**RECORD EXTRACTS:**
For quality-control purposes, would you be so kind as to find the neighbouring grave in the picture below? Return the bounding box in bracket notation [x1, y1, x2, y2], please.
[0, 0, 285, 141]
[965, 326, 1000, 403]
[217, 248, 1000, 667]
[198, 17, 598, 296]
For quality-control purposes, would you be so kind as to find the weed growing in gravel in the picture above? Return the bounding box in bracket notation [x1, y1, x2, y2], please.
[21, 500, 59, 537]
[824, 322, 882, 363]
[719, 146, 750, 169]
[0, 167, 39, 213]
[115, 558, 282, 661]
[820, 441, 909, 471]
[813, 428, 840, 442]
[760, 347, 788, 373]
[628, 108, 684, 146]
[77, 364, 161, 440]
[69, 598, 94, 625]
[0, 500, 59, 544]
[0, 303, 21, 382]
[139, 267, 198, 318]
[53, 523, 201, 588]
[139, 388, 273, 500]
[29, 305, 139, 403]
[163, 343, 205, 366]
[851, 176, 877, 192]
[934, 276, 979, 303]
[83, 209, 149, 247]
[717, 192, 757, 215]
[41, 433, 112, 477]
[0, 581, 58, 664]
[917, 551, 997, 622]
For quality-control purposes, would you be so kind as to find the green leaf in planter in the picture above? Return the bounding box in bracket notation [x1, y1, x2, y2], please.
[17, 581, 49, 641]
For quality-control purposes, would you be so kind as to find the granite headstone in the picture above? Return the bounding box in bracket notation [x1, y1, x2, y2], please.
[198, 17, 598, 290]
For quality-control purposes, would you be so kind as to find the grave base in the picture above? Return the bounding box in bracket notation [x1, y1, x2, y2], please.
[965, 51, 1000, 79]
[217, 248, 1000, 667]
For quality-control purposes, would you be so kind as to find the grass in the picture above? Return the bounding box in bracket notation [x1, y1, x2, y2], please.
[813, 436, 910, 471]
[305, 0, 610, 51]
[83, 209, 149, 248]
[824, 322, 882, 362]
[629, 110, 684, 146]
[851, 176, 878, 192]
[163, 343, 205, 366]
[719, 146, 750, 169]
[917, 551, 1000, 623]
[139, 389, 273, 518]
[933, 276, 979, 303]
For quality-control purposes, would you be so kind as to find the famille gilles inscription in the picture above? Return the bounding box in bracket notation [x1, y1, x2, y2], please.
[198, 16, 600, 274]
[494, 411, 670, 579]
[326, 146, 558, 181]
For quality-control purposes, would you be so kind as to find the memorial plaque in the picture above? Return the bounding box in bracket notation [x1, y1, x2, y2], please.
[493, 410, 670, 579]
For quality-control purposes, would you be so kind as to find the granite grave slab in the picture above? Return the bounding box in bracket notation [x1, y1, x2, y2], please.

**INSTRUCTIONS TO FOLLOW:**
Format the lines of the listing from the one containing "find the weed" through the one containing "[53, 523, 201, 588]", both included, as a numbered list with any blank lines left out.

**SOLUTION TO THIS EXERCISE:**
1. For quality-control purposes, would you be so kind as to find the weed growing in gravel in the picture above? Return the bounding box in bracket notation [x1, y1, x2, y2], please.
2. [21, 500, 59, 537]
3. [824, 322, 882, 363]
4. [719, 146, 750, 169]
5. [0, 167, 39, 213]
6. [115, 558, 282, 661]
7. [820, 441, 909, 471]
8. [813, 428, 840, 442]
9. [760, 347, 788, 373]
10. [628, 108, 684, 146]
11. [77, 364, 161, 440]
12. [69, 598, 94, 625]
13. [0, 500, 59, 544]
14. [0, 303, 21, 382]
15. [139, 267, 198, 318]
16. [53, 523, 201, 588]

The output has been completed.